_TASK TO COMPLETE_
Please give back the listing below word for word, without the images.

_LISTED ENTRIES_
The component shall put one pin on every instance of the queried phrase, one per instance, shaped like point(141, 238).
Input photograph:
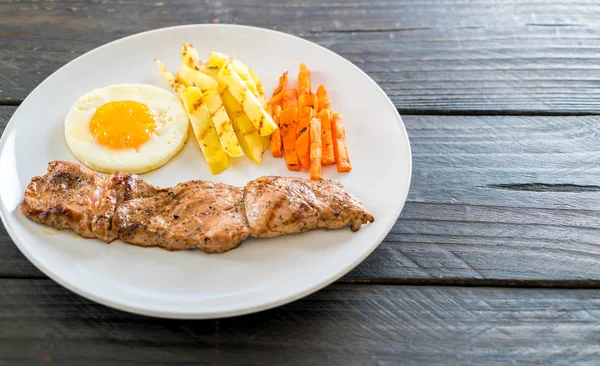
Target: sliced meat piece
point(69, 196)
point(282, 205)
point(210, 216)
point(195, 214)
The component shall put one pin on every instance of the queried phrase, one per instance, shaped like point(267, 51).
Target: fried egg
point(131, 128)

_RESPONSE_
The component shall put one pin on every instance of the queried phrase, one per instance, shaped like point(141, 238).
Input photograph:
Target: sliced meat piece
point(69, 196)
point(282, 205)
point(210, 216)
point(195, 214)
The component shall put one pin on every instance of the queried phrase, one per instance, shaped like point(267, 51).
Target: fried egg
point(131, 128)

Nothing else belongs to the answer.